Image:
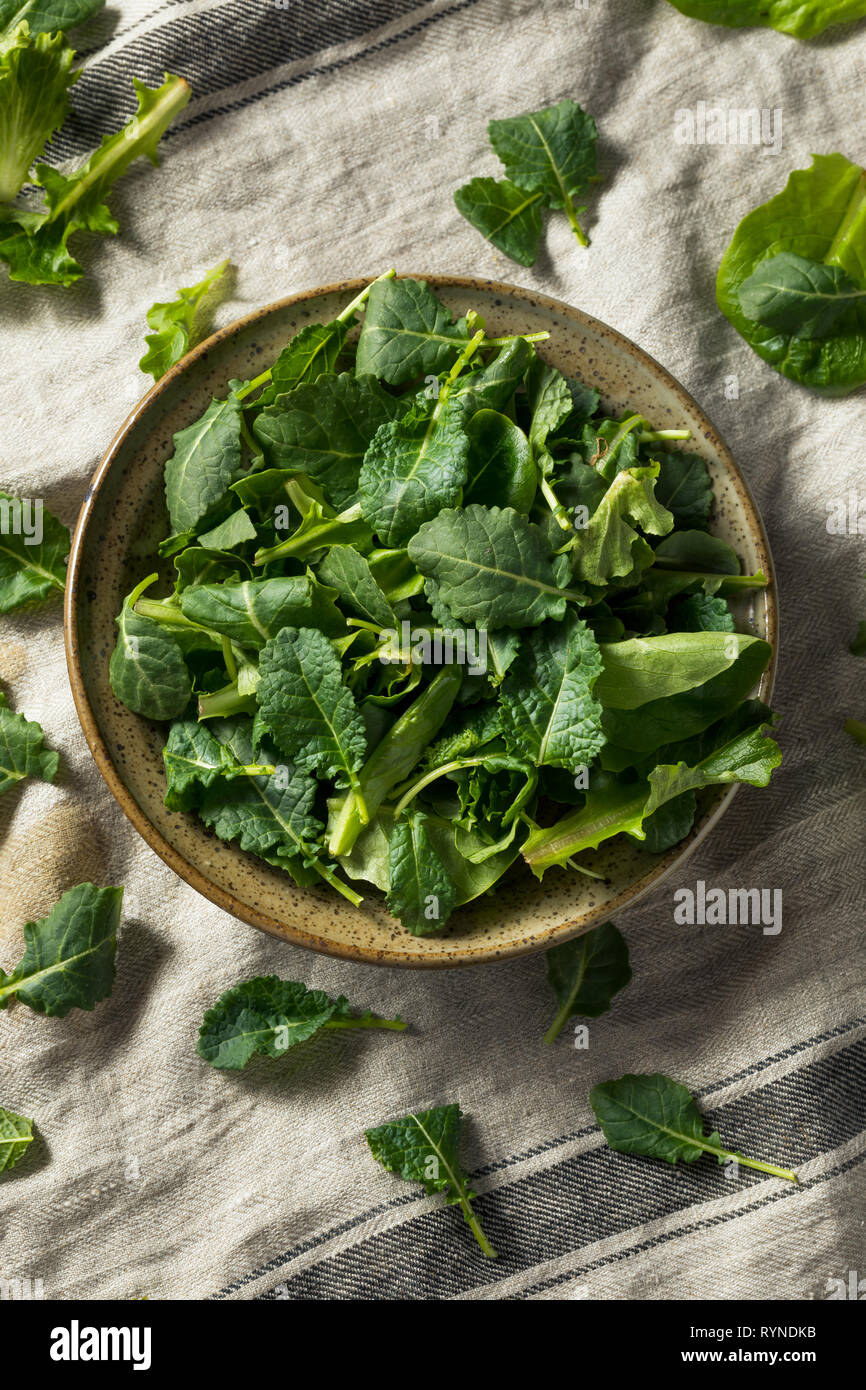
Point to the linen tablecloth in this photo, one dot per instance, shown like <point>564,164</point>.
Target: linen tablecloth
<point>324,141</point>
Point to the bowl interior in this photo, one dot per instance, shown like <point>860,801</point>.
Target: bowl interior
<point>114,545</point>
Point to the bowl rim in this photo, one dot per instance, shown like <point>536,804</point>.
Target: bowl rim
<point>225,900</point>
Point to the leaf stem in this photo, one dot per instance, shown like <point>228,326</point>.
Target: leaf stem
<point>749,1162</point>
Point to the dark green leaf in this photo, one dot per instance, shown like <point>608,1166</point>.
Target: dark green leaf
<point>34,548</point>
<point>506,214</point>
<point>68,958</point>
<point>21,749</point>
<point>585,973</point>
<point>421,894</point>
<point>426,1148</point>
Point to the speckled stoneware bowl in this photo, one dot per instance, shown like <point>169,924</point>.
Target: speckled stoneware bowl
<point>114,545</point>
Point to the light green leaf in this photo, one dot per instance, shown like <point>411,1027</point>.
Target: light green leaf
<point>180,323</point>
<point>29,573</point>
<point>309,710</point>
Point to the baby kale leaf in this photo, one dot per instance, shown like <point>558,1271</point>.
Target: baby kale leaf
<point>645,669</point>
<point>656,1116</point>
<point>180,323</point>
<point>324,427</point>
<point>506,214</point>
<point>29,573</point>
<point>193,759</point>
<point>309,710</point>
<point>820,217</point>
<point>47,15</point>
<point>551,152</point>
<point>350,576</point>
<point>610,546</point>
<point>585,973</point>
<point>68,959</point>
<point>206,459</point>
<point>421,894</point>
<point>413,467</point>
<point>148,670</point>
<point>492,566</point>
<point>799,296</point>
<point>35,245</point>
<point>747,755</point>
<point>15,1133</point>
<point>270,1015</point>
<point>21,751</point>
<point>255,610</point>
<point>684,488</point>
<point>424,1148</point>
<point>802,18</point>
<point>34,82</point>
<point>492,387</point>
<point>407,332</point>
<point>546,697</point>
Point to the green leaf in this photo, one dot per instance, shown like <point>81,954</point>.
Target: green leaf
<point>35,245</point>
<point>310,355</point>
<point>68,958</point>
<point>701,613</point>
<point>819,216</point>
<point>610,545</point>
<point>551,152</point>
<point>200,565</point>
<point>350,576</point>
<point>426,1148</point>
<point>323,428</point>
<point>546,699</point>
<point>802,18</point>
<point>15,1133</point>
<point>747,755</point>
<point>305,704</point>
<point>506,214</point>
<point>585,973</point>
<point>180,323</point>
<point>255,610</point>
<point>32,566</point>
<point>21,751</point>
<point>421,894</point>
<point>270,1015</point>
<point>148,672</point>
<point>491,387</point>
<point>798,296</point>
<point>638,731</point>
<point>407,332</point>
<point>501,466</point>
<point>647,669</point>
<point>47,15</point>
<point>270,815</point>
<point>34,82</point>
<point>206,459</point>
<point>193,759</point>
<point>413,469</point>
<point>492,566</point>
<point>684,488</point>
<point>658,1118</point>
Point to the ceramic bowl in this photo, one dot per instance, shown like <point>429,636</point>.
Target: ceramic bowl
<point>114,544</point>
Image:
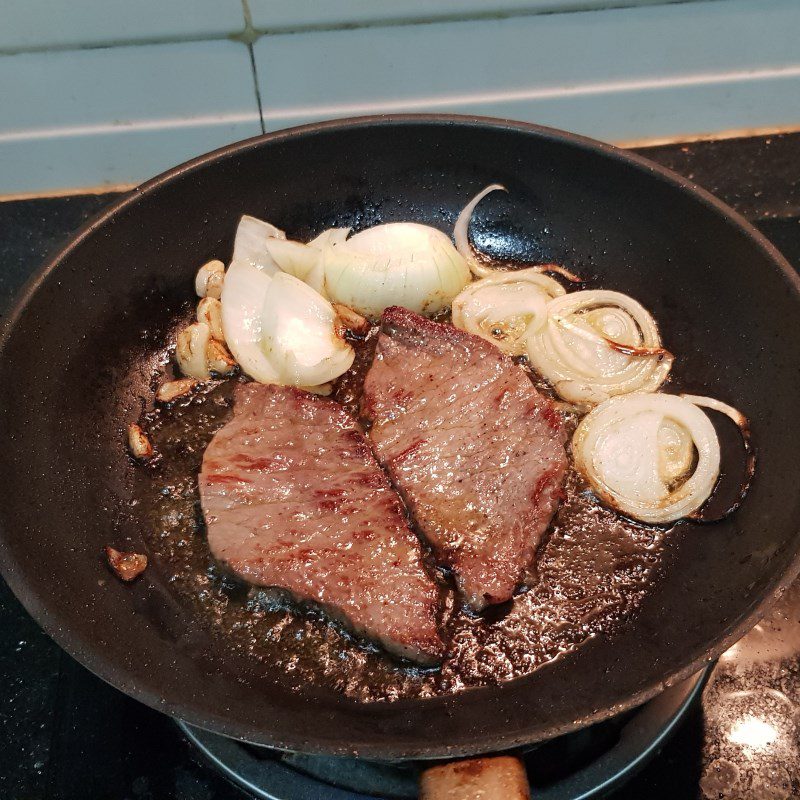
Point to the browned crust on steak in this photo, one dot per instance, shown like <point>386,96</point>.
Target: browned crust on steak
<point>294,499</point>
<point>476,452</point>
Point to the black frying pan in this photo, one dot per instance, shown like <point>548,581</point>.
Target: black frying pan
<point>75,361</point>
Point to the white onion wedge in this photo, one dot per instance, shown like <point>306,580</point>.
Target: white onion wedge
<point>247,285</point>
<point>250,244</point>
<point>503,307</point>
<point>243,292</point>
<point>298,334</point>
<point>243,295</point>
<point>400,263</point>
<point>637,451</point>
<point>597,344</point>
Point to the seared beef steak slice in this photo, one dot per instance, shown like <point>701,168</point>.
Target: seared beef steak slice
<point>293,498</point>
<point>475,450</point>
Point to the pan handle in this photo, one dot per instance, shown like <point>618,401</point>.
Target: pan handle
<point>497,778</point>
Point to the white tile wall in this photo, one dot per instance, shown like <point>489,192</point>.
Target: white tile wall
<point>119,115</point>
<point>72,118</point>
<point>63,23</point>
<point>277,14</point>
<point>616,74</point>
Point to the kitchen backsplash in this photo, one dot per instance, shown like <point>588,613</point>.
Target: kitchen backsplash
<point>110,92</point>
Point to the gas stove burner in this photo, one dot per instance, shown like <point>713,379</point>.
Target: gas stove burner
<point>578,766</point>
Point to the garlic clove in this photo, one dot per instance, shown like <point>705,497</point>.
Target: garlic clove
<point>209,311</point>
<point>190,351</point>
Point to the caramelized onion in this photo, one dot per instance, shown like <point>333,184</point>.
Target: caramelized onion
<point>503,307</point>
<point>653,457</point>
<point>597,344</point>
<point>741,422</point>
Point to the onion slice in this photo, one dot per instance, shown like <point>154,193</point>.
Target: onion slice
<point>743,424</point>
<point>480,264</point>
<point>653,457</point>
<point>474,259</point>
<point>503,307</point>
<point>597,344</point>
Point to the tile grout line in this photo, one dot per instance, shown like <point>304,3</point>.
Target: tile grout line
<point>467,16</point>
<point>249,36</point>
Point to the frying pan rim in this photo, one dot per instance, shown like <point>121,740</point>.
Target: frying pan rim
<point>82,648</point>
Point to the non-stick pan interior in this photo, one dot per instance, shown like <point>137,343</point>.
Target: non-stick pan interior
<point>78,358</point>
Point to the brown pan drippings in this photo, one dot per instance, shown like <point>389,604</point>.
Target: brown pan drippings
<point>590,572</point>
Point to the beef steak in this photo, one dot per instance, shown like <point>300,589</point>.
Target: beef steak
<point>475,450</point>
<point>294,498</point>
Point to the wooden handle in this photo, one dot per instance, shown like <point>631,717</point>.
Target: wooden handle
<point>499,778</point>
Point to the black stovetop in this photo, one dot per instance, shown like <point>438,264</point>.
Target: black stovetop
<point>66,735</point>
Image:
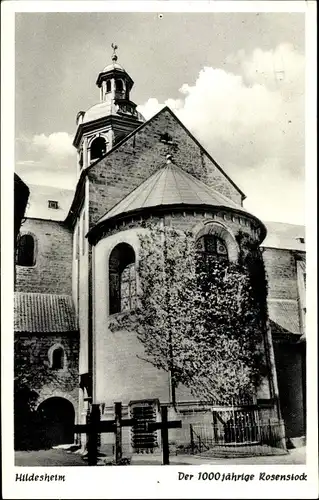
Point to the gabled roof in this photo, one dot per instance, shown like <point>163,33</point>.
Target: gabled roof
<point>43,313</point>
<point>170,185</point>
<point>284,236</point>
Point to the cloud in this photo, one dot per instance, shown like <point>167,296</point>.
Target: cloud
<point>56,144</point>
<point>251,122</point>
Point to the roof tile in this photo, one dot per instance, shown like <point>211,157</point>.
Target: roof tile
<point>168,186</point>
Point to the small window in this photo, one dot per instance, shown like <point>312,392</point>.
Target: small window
———
--- WORK REQUIRED ---
Reproduce, unchanged, the records from the line with "Point to the caramelized" to the line with "<point>82,648</point>", including both of those lines.

--- THE SOLUTION ---
Point to the caramelized onion in this photo, one dot per instance, shown like <point>333,184</point>.
Target: caramelized onion
<point>503,307</point>
<point>653,457</point>
<point>597,344</point>
<point>741,422</point>
Point to the onion slice in this photo, one dot per instance, shown like <point>154,193</point>.
Target: onion slice
<point>743,424</point>
<point>480,264</point>
<point>653,457</point>
<point>474,259</point>
<point>503,307</point>
<point>597,344</point>
Point to the tile grout line in this photo, one dot per instance, shown like <point>304,3</point>.
Target: tile grout line
<point>467,16</point>
<point>249,36</point>
Point to the frying pan rim in this photo, one dot per instance, shown like <point>121,740</point>.
Target: frying pan rim
<point>82,648</point>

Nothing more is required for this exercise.